> _Exercise_: Transcribe the passage from the interview about rebranding Audiences Yorkshire, starting at "So we recognised a" and ending at "set to undertake?".

> _Document segment_:
Why was the decision taken to rebrand and develop Audiences Yorkshire?

We’ve been around for a few years now, having grown out of being a small consortium of arts organisations based in the city centre of Leeds, eventually growing into a region wide agency. Over the last two or three years we did a bit of an internal stocktake. We recognised that the world is changing and we were starting to question whether we were equipped for the future, and if we weren’t then we couldn't effectively be supporting our client organisations. So we started to test out some of our thoughts about that with the members that were current, and also with some of the arts organisations who we worked with whose membership had lapsed, and we ran quite a big programme of consultation with them to ask what they thought about what we did and find whether there were support processes which were suiting their needs as organisations?

There were a few things that came out of that and one was the fact that they seemed to be quite confused about what we were there to do because we seemed to be doing a hell of a lot of stuff and not being very precise about the different areas of expertise that we had in the business. There was obviously a key communication issue there. And then there were some interesting connotations about our brand and our company name – Audiences Yorkshire.

Because we had grown up from being the Leeds Arts Consortium into a regional-wide agency, a long that time, having grown from a handful of clients to working with the real diversity of the sector, working with dance companies, touring companies, theatres, museums, galleries, print workshops, Asian led performing arts organisations – so right across the whole depth and breadth of the region. People would say to us ‘I run a major visitor attraction in the region and we don’t talk about audiences, we talk about visitors’ or ‘I am the marketing manager for a regional archive and we don’t talk about audiences, we talk about users.’ And similarly people in locations in the Humber or in Lincolnshire or North East Lincolnshire would say to us ‘We find it really difficult to feel part of Audiences Yorkshire because we’re based in Lincolnshire and we don’t necessary associate with the Yorkshire brand’. So we recognised that there are some issues and complexity about people and their organisations fitting in to what they thought we were there to do. That gave us a really clear signal and remit to think about our name and think about our positioning in the marketplace because there was a lot of positive feedback about the research services that we’ve developed over time, about the fact that people really wanted to retain the membership network and really valued that it's about bringing a peer network together and to share and develop skills and sometimes that sharing and developing of skill, just the opportunity to come together and share issues and challenges is as beneficial as sharing skills and knowledge as well.

So we recognised a lot of good in what we had established over the last 20 years, but we needed to get ahead of the times in order to continue to sustain and support the arts, cultural and leisure sectors. We’ve thought very carefully about the expanding marketplace there as well because certainly cultural and consumer boundaries have blurred between what they understand to be arts and culture and the creative industries. So somebody consuming media in their bedroom is as much a cultural experience to them as going out to a live music gig or going out to the theatre. So we’ve relaxed some of those boundaries in terms of the way that we position ourselves.

As well as the rebrand, what other activity are you set to undertake?

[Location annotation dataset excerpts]
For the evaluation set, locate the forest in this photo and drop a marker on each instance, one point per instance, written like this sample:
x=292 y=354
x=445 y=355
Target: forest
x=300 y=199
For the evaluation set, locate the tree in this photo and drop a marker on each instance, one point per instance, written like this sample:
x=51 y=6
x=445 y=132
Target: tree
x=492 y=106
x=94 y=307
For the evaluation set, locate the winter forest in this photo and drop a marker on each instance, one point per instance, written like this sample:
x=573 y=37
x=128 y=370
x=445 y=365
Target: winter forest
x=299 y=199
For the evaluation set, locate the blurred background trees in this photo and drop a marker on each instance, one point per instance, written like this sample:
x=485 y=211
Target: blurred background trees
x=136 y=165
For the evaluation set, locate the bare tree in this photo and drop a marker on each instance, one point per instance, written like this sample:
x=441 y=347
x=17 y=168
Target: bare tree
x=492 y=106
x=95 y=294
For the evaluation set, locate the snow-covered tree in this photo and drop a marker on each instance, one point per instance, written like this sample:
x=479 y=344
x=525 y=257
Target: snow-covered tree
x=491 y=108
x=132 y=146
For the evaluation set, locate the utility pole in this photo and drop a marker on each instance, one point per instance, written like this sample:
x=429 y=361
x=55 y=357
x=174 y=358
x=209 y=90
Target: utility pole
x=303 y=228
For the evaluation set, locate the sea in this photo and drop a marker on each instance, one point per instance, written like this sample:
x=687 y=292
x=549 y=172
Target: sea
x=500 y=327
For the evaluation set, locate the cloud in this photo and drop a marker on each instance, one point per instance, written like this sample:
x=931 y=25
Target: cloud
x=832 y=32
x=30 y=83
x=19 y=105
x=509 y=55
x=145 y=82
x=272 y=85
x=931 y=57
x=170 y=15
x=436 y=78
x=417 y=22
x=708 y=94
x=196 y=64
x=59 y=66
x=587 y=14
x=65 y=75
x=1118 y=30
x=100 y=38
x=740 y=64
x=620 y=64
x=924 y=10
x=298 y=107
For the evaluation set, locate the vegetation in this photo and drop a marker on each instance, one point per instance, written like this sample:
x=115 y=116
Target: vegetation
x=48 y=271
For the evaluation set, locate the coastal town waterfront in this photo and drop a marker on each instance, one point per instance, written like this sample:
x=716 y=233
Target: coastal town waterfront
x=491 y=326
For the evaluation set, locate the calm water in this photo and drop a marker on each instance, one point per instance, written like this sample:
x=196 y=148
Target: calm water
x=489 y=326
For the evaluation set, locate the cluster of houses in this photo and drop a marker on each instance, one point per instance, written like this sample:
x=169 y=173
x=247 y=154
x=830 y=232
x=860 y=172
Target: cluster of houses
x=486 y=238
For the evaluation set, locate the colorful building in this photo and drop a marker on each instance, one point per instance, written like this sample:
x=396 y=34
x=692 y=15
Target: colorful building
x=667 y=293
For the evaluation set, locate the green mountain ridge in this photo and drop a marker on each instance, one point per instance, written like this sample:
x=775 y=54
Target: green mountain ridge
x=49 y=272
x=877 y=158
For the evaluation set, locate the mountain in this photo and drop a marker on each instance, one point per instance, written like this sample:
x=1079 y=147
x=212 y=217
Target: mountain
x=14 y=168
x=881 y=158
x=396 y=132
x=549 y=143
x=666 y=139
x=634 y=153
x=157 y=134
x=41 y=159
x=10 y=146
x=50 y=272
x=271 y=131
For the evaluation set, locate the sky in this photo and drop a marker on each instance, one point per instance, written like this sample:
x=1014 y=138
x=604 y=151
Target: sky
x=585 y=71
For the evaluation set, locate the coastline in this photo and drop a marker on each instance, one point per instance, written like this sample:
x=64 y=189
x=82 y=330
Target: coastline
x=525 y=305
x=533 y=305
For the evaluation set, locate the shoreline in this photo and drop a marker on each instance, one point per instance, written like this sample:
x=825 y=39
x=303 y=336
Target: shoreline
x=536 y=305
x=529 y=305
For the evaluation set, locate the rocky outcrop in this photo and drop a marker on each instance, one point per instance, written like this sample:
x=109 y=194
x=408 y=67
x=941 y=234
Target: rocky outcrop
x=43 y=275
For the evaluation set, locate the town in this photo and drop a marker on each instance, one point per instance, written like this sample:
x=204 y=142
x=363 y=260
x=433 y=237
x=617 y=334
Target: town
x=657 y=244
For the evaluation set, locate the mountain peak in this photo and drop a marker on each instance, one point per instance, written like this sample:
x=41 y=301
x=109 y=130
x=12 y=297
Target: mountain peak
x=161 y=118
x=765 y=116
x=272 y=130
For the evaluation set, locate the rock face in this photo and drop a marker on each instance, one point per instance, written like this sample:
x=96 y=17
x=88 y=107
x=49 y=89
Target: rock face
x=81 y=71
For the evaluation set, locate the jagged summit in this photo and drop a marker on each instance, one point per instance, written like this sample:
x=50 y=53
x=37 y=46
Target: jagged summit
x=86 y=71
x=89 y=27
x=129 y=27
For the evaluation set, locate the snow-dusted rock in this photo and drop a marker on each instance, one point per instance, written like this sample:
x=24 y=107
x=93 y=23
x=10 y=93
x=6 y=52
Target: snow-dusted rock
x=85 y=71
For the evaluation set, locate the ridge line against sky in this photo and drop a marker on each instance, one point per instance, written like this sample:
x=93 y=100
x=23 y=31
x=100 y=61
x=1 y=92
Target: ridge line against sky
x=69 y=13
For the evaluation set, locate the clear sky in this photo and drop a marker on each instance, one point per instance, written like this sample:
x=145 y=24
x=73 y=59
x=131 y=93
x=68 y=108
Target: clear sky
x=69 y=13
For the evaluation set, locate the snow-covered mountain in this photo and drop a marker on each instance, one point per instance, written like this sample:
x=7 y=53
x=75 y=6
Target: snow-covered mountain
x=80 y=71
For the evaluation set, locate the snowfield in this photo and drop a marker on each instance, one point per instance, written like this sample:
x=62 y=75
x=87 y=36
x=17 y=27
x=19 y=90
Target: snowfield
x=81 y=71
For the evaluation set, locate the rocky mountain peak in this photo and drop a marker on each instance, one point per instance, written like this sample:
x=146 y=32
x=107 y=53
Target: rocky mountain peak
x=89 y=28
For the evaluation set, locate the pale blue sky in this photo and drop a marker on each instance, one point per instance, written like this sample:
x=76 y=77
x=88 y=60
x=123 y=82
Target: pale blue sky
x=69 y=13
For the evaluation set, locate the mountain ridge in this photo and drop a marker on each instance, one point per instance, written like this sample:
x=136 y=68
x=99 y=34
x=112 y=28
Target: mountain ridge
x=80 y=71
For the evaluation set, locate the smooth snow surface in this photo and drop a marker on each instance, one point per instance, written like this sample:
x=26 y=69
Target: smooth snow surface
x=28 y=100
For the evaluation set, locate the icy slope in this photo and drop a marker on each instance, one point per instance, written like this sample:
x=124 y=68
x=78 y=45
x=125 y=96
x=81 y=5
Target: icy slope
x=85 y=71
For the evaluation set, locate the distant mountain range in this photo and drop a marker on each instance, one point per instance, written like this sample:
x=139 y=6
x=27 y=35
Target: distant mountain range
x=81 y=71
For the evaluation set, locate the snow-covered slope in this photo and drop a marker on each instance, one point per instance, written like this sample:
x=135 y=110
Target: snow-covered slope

> _Exercise answer_:
So we recognised a lot of good in what we had established over the last 20 years, but we needed to get ahead of the times in order to continue to sustain and support the arts, cultural and leisure sectors. We’ve thought very carefully about the expanding marketplace there as well because certainly cultural and consumer boundaries have blurred between what they understand to be arts and culture and the creative industries. So somebody consuming media in their bedroom is as much a cultural experience to them as going out to a live music gig or going out to the theatre. So we’ve relaxed some of those boundaries in terms of the way that we position ourselves.

As well as the rebrand, what other activity are you set to undertake?